AIM OF THE TASK:
Show all lines from the material that carry the word "window".

EXTRACTED DATA:
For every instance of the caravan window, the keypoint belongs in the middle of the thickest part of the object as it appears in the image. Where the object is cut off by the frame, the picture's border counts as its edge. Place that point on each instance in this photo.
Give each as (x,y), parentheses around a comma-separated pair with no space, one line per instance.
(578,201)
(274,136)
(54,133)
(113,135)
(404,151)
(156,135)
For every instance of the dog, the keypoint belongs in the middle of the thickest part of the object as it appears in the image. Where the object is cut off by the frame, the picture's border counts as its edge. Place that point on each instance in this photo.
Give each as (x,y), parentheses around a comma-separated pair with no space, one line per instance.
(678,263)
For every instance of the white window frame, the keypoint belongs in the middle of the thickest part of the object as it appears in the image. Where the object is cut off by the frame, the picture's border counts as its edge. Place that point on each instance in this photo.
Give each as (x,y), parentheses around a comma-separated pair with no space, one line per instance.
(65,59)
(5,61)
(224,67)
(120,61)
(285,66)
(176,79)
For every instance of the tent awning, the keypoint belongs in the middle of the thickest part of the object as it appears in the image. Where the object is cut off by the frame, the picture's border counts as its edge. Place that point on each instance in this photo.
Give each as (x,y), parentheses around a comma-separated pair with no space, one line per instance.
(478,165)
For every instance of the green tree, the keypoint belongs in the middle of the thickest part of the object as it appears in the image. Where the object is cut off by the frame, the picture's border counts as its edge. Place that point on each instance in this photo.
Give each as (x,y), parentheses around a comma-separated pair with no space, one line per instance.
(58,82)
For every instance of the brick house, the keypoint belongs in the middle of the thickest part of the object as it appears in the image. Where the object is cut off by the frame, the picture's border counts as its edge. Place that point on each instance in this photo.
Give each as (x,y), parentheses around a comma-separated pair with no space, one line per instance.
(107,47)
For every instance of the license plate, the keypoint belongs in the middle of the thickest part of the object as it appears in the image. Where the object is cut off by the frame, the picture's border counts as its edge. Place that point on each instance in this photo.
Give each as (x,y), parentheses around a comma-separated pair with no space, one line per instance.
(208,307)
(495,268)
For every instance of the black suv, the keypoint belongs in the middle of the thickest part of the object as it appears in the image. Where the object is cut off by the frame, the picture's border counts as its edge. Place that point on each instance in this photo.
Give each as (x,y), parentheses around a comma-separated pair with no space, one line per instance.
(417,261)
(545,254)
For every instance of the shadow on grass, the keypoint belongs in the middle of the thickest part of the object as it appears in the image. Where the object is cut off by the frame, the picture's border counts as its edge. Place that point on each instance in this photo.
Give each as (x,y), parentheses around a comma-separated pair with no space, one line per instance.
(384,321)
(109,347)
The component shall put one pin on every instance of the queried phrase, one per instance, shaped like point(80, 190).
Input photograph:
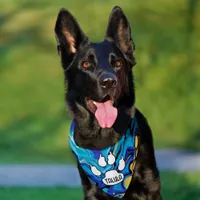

SOLUTION TO THIS TASK:
For every instance of the caravan window, the keypoint belongs in the middle of the thickest part of the object as it appears in the image. Where the object is cut off by the frame, the picture's border counts as its edge. Place that point on each instance in this photo.
For every instance of the white window frame, the keypoint belongs in the middle of the thickest part of the object as it appears in the image. Where the object is cut off by the frame, the picture's border counts as its edge. Place that point on each instance in this photo.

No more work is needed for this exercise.